In order to appreciate fully Pandaemonium it is first necessary to place it in the context of Jennings’ intellectual development. Unrealised in his lifetime, this ambitious project was companion to all Jennings’ other involvements. At the heart of them all were the interrelated questions of the place of imagination under industrial capitalism, and the place of science in the total field of knowledge. Humphrey Jennings was brought up in a household strongly influenced by the Guild Socialism of A.R.Orage. The attitude to science that he experienced there was no doubt reinforced by his education at the Perse School in Cambridge under its redoubtable headmaster, W.H.D.Rouse, whose liberal and classicist ideals devalued science and technology—‘the better the machine, the less it uses our intelligence’—as against the truth of poetry: ‘Poetry cannot make a machine, but it is the food of the imagination: it expresses the highest part of man, his eternal hopes and fears, his most intimate feelings, his speculations on the universe, and on his own great end’.18 We mention these early influences to suggest the cultural and intellectual heritage of Humphrey Jennings. His background and experience exposed him particularly to that anti-industrial worldview which has been called the English ideology, and which, according to Martin Wiener, managed to create ‘a cultural cordon sanitaire encircling the forces of economic development— technology, industry, commerce’.19 It was out of, and against, this cultural nexus that Jennings’ concerns and commitments developed.
A formative moment in Humphrey Jennings’ life came with his involvement, whilst at Cambridge, in the literary review, Experiment. Here he was associated with a group of young intellectuals and artists that included Kathleen Raine, William Empson, Jacob Bronowski and Julian Trevelyan. In Kathleen Raine’s words,
the characteristic of this literary group was its ‘scientific bias’—Bronowski and Empson were mathematicians, I myself was reading Natural Sciences, and to all of us scientific raw material was regarded, without question, as part of the subject-matter of poetry.20

In his perceptive biographical sketch of Jennings’ career, James Merralls observes that they were ‘fascinated by the great imaginative upsurge from which the Industrial Revolution sprang. And they read Newton, Faraday, Darwin for their poetic content, that is their intellectual vigour, as much as for their science’.21 Unifying the Experiment group (and informing all Jennings’ subsequent preoccupations) was a historic and heroic concern with the intellectual consequences of the Enlightenment and the Industrial Revolution: the changed relation between science and art, reason and imagination, prose and poetry, the material and the spiritual.

Entries from a point annotation set
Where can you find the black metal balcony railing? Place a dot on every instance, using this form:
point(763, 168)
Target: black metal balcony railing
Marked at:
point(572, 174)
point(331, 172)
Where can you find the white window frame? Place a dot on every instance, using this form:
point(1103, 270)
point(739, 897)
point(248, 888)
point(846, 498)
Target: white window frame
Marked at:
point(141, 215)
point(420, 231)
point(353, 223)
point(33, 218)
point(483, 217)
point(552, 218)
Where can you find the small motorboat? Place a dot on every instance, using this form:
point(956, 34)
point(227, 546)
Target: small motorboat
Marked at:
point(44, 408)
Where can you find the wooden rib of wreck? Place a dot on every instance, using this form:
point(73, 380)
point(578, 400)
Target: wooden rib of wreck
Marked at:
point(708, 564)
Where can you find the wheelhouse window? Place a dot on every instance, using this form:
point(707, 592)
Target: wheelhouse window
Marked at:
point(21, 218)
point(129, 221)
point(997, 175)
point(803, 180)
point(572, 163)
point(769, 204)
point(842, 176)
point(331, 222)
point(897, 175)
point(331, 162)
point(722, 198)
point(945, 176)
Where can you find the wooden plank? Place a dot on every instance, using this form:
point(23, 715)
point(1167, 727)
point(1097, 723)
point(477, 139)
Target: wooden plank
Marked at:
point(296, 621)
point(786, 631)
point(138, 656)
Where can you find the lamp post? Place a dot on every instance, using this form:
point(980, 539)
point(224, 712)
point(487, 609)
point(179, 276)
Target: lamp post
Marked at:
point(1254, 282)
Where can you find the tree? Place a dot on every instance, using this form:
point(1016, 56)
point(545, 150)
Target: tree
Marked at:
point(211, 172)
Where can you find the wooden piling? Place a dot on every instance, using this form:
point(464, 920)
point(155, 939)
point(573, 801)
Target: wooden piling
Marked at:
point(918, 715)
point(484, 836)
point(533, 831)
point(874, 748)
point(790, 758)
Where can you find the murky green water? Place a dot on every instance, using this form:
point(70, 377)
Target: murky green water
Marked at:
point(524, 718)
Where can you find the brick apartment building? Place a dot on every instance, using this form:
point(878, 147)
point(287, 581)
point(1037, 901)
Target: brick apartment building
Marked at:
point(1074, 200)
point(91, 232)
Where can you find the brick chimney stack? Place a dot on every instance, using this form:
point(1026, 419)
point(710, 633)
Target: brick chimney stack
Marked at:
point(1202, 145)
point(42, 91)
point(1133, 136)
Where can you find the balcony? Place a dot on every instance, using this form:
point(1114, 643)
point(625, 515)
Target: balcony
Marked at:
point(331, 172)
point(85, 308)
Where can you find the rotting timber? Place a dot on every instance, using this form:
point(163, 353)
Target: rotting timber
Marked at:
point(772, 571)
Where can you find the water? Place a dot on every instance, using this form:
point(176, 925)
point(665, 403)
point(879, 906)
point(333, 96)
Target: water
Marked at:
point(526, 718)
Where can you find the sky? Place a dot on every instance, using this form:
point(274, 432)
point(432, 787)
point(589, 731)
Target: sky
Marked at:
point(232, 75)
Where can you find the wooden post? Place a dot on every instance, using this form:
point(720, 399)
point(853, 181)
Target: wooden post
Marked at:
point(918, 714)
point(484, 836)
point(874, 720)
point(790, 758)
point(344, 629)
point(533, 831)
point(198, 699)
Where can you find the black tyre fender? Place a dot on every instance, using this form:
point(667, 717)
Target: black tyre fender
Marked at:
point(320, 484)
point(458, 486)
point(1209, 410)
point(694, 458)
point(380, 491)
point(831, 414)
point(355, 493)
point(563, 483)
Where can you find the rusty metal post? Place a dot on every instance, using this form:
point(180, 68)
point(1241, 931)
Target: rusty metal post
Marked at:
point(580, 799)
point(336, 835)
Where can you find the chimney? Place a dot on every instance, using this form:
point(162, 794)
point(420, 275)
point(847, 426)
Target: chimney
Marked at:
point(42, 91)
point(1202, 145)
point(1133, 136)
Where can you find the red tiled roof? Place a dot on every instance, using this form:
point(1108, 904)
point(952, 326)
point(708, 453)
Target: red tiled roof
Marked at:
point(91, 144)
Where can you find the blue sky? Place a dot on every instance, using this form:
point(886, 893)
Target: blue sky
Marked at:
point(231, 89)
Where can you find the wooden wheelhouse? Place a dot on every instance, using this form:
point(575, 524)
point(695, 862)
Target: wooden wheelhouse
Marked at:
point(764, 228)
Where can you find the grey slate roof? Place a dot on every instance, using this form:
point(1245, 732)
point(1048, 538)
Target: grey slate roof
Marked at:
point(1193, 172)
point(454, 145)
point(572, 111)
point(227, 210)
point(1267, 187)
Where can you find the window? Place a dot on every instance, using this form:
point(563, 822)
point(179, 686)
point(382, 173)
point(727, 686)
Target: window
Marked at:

→ **Parts of the exercise**
- A) In the passage on Humphrey Jennings, what was the name of the literary review he was involved with at Cambridge?
- B) Write the next part of the passage on Humphrey Jennings, starting after its final sentence.

→ **Answers for the exercise**
- A) Experiment.

- B)
A central imaginative resource and inspiration in their efforts to work on these lofty issues was the life and work of William Blake. Both Raine and Bronowski, it should be remembered, went on to become notable Blake scholars. For Jennings, Blake was a steadfast intellectual aesthetic and moral guide. Kathleen Raine, who was later to remember Jennings as an incarnation of Blake’s Los, spirit of prophecy, points to the shaping influence of Blake on the Pandaemonium project:
for the Royal Society had started the whole terrible process (such was the theme of Humphrey’s book), the mills of Satan appearing first, as Blake had long ago declared, in the mechanistic theorizings of Bacon, Newton and Locke; only later to be reflected in those machines, their expression and image, from whose relentless wheels it seems our world can no longer (whether in peace or war) extricate itself.22

Elsewhere, Raine points again to Jennings’ indebtedness to Blake for his sense of the historical process: ‘history, as Humphrey Jennings, like Blake, conceived it, is the realisation of human imaginings’.23 The mark of Jennings’ abilities was his capacity to absorb and develop the influence of Blake. Unlike Raine, whose work became caught in a cul-de-sac of Blakean idolatry and mysticism, Jennings was no slavish disciple.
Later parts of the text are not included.